─── Dataset entries
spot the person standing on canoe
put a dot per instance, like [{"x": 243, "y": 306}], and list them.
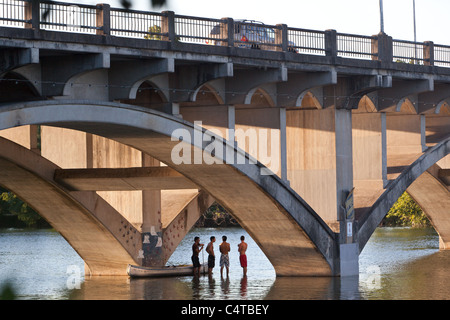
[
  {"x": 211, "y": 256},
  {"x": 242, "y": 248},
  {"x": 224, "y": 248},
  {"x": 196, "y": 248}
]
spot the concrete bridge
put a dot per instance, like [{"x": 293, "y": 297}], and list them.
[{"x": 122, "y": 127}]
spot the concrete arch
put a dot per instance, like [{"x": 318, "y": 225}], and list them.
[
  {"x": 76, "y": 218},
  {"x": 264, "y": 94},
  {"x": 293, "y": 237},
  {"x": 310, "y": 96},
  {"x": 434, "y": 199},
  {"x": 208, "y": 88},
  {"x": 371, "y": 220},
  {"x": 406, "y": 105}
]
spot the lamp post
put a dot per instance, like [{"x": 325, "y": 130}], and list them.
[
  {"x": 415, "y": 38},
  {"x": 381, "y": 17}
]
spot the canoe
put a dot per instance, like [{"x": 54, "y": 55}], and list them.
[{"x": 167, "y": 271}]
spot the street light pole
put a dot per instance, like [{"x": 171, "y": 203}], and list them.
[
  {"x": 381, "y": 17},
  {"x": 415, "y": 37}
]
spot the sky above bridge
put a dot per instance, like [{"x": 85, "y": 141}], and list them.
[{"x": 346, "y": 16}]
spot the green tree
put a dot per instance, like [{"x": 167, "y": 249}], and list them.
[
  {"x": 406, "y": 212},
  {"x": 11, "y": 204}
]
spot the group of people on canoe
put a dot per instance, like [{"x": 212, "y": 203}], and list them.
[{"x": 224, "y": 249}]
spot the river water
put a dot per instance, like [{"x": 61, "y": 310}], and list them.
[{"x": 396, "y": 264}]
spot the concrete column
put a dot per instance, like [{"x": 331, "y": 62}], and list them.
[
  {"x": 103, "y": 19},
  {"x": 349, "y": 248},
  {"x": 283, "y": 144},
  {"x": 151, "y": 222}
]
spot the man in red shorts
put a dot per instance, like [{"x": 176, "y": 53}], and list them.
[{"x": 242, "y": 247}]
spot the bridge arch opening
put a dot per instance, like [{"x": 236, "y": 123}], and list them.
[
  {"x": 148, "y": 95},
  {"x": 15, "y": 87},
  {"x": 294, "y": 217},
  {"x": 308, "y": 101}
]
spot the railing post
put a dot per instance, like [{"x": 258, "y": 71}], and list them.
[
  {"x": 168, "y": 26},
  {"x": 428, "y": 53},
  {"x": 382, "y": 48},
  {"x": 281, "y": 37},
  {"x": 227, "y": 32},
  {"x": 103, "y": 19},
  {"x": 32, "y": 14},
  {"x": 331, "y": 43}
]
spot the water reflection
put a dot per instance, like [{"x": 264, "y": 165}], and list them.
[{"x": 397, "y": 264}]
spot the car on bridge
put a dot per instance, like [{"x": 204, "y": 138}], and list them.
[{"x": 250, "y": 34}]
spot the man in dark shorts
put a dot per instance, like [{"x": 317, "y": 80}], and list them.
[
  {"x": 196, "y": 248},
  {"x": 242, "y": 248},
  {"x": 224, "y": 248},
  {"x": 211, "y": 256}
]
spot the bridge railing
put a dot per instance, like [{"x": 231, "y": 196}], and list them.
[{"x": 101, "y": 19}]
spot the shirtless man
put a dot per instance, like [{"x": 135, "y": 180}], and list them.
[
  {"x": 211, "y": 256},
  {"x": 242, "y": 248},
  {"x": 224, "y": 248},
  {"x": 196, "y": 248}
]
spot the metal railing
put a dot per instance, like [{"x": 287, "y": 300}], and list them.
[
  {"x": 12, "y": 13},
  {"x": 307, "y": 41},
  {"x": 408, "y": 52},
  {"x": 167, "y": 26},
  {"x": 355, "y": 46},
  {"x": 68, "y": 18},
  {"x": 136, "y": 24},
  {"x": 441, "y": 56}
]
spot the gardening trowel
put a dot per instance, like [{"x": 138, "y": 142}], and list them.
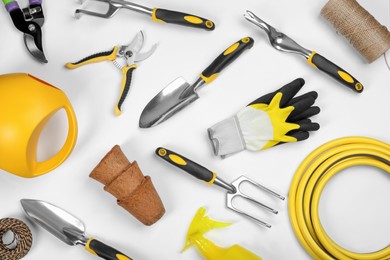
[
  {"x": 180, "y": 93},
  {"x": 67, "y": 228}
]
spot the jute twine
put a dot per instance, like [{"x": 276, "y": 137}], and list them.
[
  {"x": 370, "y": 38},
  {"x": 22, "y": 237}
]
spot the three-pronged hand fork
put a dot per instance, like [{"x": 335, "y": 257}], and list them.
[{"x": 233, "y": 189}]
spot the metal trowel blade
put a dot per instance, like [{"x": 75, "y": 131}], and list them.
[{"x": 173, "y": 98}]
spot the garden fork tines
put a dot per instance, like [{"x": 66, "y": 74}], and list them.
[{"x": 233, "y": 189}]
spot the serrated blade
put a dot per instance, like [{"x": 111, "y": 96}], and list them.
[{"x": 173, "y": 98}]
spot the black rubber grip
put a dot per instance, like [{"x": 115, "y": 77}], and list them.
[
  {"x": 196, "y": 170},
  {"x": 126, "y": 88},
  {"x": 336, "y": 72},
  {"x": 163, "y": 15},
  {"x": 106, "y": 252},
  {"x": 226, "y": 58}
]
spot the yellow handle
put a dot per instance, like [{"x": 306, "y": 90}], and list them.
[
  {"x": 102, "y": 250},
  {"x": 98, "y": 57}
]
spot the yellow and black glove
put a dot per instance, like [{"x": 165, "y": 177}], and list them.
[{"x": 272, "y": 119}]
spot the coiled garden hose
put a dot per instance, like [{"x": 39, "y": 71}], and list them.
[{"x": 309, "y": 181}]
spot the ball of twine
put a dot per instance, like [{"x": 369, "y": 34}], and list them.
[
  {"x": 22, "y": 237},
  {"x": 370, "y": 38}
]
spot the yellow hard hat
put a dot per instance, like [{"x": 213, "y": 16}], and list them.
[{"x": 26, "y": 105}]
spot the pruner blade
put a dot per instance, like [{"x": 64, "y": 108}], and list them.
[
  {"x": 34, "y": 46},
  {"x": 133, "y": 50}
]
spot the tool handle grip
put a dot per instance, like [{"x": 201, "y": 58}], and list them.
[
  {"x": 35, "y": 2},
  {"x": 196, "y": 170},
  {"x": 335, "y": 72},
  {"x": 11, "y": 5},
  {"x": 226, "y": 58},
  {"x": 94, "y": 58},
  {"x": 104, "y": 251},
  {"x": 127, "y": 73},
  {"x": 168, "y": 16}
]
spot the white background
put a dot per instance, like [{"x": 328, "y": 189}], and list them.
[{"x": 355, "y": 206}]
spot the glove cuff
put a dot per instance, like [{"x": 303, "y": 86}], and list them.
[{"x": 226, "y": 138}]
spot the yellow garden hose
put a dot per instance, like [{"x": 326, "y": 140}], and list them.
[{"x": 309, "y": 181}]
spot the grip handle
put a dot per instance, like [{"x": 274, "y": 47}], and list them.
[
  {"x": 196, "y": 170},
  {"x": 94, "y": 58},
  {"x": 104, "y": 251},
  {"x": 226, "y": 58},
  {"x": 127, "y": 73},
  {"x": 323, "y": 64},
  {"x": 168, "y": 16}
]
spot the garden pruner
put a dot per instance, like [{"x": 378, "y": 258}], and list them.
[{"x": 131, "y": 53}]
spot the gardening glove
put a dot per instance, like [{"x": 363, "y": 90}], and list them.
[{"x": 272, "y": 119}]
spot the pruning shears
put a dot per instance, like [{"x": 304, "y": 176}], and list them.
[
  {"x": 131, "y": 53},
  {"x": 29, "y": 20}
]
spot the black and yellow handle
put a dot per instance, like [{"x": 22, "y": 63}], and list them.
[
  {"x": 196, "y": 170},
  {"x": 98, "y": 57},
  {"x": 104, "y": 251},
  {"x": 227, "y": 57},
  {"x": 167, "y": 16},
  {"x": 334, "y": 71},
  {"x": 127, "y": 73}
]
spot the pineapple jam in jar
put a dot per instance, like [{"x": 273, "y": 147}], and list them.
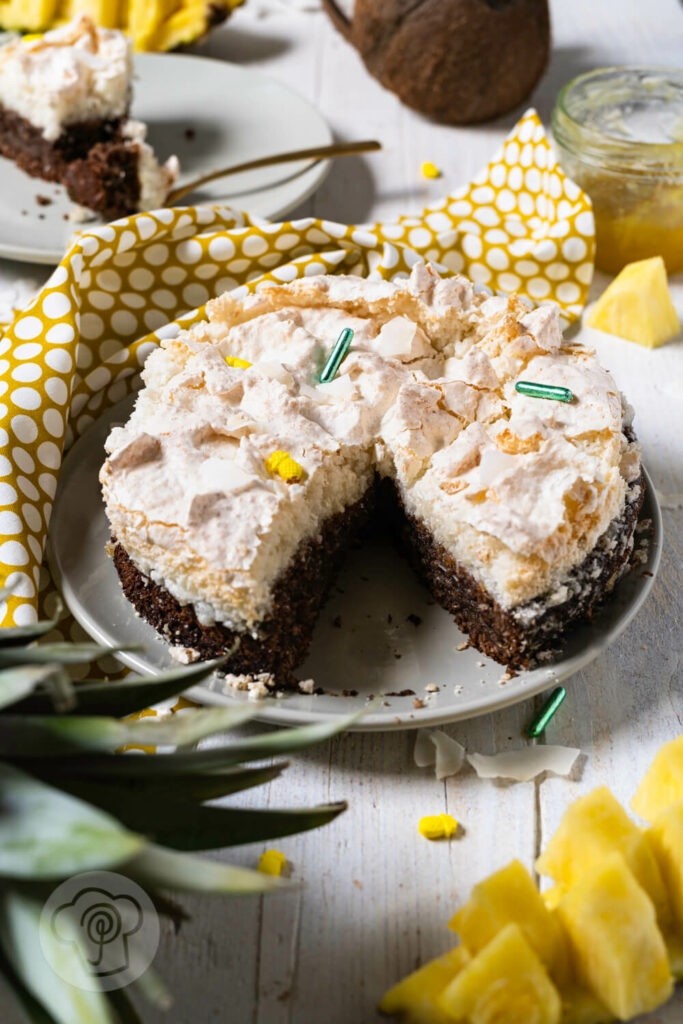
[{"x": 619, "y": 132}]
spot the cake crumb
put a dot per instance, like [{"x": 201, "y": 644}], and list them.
──────
### Task brief
Copy every line from the records that holds the string "arch".

### Written response
spot the concrete arch
spot the bridge arch opening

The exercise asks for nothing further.